Your goal:
Emit only the lines from the line containing "Exercise. Point to the woman's eye in" through the last line of the entries, unchanged.

Excerpts of location labeling data:
::::::
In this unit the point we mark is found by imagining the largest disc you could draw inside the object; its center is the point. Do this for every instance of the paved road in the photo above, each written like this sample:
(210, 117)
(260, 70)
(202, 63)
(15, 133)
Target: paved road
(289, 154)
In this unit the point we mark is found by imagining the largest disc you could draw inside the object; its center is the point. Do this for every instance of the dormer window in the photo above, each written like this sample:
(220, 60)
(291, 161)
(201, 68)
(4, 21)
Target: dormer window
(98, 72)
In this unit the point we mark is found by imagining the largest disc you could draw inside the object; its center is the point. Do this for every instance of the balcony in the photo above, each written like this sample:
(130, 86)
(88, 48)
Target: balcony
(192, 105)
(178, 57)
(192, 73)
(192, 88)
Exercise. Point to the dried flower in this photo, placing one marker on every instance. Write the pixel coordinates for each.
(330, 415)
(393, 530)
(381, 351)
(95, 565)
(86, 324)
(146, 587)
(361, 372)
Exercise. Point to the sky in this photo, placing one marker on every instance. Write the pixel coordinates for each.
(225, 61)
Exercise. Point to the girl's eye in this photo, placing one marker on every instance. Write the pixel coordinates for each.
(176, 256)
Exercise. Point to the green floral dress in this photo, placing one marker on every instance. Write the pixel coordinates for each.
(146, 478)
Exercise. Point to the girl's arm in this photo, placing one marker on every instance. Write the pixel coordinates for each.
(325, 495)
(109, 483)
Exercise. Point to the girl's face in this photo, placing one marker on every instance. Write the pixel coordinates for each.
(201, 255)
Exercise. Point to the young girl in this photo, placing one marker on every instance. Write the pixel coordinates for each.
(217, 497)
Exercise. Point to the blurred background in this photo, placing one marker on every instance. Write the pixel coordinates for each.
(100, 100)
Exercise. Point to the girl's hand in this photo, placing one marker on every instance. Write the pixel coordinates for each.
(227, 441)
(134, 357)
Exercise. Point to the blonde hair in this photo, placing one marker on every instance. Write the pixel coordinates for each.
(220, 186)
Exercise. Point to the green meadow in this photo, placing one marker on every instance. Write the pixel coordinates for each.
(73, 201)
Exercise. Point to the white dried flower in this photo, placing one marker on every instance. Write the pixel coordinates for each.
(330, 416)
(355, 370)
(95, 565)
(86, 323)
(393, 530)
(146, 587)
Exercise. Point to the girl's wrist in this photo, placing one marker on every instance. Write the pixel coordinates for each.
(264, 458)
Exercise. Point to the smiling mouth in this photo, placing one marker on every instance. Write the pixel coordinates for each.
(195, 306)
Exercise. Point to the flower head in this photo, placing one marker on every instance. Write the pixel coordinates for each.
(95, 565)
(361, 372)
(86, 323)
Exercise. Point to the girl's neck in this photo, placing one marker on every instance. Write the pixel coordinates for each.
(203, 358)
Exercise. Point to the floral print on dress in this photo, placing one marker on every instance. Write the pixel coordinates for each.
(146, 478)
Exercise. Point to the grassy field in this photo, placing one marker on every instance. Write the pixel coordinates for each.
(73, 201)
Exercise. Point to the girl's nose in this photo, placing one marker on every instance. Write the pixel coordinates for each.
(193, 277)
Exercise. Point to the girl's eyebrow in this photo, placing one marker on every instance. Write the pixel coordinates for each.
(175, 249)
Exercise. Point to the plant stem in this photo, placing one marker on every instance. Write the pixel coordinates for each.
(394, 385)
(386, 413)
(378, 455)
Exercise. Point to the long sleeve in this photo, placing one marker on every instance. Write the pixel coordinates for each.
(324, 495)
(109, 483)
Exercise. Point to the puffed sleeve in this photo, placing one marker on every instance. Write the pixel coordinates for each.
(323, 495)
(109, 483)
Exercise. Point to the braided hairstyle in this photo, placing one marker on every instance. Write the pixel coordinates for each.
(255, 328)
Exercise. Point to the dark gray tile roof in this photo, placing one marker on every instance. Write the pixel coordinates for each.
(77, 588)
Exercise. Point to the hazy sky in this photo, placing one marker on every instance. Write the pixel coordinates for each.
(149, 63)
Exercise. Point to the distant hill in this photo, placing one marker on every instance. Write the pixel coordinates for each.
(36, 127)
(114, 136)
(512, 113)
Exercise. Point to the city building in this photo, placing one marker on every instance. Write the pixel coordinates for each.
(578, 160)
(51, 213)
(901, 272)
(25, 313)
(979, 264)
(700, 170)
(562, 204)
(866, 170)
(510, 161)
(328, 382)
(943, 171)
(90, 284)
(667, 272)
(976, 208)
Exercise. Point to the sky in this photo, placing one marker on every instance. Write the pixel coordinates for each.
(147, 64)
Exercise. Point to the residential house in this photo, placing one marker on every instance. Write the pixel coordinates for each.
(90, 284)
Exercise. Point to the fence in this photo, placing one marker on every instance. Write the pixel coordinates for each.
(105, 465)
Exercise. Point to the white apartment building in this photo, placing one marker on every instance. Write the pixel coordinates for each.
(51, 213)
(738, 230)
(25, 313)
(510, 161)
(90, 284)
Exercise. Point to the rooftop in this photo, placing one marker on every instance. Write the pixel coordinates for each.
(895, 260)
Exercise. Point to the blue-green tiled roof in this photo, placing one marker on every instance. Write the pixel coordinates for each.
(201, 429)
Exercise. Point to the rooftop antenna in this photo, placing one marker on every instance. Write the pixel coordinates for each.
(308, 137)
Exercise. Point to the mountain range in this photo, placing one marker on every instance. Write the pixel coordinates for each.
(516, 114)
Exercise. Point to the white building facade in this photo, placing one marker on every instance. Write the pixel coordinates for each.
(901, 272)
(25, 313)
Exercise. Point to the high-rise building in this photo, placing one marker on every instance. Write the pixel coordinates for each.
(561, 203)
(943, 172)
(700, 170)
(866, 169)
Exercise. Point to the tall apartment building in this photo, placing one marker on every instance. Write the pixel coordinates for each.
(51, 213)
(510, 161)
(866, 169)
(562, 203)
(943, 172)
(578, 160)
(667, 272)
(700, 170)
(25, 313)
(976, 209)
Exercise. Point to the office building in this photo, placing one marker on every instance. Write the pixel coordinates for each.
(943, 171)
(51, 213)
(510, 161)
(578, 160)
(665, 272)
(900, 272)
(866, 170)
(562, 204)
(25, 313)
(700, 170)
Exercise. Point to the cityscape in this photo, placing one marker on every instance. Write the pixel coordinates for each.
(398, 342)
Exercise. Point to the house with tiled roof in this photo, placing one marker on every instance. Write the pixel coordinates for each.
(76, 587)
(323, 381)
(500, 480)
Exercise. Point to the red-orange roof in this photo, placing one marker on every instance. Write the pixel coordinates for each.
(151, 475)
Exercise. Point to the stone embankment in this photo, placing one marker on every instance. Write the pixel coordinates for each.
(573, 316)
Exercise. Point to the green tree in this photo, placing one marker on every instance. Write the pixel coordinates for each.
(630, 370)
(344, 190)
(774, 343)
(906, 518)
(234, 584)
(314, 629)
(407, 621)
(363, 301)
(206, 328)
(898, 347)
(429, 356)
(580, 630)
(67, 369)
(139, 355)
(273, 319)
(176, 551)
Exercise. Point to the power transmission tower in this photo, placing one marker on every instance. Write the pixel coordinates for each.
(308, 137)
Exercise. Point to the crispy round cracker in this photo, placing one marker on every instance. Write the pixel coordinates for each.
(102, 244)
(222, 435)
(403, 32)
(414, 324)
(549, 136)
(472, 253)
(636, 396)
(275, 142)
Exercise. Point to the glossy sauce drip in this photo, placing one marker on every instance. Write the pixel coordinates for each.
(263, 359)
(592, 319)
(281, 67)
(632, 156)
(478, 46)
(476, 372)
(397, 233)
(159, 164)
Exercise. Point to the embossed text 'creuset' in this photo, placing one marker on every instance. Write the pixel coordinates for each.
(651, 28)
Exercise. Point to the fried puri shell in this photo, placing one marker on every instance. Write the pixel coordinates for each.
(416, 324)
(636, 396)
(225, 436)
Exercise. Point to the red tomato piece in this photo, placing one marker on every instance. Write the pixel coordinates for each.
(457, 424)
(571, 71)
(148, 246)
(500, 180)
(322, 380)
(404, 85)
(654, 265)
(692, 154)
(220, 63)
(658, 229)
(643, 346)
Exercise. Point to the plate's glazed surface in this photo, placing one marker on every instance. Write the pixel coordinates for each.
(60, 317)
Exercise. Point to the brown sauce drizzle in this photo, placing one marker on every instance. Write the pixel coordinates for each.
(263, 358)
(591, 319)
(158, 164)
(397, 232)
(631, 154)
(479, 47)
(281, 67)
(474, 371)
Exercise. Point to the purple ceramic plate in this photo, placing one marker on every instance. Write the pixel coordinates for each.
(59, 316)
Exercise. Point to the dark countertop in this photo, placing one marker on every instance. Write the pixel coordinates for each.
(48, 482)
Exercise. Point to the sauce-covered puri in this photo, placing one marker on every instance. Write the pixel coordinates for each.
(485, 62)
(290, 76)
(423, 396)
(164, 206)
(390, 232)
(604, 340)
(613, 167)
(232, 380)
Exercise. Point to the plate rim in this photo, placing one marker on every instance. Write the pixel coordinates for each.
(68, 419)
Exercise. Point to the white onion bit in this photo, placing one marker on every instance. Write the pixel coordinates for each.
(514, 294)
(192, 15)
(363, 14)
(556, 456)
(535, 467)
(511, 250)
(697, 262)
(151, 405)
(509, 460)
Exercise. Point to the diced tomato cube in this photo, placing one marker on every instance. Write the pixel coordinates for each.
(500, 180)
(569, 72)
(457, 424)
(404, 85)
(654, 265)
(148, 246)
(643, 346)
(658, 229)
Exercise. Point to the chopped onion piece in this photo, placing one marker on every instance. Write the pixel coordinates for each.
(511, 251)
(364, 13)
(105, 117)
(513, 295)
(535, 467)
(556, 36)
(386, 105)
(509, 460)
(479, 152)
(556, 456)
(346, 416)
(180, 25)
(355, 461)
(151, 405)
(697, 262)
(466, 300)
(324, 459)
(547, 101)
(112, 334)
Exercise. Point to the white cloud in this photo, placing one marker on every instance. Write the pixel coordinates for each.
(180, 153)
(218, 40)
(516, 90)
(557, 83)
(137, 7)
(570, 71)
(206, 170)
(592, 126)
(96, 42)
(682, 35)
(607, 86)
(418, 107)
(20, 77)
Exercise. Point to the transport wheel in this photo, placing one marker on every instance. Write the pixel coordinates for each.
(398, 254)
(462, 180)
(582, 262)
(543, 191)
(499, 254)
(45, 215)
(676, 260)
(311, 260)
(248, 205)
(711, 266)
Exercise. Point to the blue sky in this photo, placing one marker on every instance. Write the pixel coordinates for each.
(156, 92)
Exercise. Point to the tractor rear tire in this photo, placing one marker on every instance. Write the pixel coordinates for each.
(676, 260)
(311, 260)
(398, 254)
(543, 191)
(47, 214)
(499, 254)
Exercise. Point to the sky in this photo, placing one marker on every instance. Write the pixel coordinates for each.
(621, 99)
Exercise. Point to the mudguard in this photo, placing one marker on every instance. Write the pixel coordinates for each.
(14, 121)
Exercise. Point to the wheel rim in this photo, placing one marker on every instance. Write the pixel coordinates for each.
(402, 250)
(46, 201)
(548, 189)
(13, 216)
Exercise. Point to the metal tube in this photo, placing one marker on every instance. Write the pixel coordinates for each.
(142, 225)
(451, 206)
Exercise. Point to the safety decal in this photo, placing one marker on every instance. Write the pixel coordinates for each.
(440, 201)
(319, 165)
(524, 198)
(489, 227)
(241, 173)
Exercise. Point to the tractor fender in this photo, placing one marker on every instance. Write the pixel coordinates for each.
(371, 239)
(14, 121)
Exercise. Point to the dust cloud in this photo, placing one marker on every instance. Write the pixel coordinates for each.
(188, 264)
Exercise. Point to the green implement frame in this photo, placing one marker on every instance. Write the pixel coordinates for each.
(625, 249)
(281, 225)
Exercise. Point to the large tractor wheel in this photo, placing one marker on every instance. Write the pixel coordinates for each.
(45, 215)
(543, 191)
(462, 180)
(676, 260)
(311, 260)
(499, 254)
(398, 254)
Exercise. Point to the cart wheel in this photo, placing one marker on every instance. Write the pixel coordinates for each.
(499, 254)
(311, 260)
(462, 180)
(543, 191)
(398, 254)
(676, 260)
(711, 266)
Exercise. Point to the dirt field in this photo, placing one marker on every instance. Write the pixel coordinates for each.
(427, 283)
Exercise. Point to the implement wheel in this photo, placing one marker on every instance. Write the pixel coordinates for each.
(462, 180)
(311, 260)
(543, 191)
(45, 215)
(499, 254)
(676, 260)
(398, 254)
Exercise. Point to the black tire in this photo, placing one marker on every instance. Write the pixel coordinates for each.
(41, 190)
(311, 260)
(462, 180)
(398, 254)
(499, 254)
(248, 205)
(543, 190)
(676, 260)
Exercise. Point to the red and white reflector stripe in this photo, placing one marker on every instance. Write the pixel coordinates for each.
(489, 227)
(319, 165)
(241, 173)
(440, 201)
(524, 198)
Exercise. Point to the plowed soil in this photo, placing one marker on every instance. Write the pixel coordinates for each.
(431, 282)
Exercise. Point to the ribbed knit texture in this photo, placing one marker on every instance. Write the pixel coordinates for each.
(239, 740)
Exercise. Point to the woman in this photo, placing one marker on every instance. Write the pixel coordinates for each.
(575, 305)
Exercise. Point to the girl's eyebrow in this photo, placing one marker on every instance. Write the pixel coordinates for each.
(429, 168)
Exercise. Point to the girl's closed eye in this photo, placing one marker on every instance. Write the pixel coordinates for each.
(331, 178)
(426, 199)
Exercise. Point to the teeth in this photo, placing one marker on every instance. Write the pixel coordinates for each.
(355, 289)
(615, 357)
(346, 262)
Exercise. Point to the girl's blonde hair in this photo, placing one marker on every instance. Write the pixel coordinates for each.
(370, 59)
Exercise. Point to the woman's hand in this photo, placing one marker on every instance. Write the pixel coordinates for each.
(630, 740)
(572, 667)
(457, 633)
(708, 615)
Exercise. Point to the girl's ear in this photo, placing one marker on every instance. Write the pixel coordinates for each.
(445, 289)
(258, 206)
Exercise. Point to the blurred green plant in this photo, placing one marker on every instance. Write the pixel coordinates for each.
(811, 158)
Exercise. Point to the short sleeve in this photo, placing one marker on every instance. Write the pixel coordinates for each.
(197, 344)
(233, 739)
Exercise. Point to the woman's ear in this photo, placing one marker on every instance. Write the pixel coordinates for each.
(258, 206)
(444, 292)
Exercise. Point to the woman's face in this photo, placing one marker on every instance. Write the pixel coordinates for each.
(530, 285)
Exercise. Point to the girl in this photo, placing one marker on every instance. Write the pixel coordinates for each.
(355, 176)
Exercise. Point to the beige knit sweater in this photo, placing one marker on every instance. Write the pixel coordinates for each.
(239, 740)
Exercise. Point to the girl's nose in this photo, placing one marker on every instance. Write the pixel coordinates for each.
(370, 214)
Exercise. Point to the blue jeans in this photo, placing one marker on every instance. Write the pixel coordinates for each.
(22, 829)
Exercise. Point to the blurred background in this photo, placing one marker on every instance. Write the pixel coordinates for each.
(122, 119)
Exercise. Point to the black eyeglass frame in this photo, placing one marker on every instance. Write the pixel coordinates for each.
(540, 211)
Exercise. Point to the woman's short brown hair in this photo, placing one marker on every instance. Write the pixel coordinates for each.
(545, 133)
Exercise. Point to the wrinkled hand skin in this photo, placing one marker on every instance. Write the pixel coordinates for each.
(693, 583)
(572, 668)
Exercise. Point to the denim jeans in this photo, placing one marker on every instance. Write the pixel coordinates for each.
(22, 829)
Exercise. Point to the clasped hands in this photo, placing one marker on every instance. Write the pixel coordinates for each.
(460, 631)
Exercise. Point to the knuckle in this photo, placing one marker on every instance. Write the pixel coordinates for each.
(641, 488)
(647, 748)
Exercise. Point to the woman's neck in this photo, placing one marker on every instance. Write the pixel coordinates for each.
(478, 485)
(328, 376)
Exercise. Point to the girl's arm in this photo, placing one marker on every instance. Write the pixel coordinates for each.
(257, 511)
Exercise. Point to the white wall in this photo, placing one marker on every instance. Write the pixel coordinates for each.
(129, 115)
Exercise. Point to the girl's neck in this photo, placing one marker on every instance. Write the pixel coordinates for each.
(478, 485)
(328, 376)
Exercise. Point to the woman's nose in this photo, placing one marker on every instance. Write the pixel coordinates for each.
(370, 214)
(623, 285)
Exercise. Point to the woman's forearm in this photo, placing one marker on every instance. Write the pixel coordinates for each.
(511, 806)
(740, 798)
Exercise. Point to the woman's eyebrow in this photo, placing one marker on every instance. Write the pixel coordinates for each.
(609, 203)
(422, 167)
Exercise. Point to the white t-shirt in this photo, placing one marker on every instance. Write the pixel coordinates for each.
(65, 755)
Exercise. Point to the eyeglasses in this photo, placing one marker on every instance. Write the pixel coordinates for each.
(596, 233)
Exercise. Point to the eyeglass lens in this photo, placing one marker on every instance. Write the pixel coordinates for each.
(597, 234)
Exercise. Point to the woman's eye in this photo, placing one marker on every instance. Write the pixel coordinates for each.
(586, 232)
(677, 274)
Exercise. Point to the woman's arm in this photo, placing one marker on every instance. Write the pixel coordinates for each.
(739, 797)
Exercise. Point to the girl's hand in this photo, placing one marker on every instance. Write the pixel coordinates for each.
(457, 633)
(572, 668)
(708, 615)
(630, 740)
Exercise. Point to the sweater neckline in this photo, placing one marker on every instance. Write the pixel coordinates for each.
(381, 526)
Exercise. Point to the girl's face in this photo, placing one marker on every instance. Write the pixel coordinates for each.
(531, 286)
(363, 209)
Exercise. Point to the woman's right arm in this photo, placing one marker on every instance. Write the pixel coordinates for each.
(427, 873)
::::::
Reply:
Exercise. Point to the woman's eye in this photo, placing one marker on every instance. Write the pixel coordinates for each.
(586, 232)
(677, 274)
Exercise. Point to the woman's arm in this photo, placing one marker on every instance. Write the pixel coordinates for each.
(739, 797)
Exercise. Point to the girl's hand in this photo, placing one marker on every instance. Write the pixel coordinates for each.
(457, 633)
(572, 668)
(708, 615)
(630, 740)
Exercise. Point to the sweater neckline in this photo, placing one marker on every instance. Write the pixel coordinates for each.
(381, 526)
Exercise. Point to the girl's face in this photo, placing one marker on every instance. Write the pixel coordinates for each.
(531, 286)
(363, 209)
Exercise. Point to the woman's right arm in this photo, placing one marker on every instance. Write the pixel coordinates for each.
(427, 873)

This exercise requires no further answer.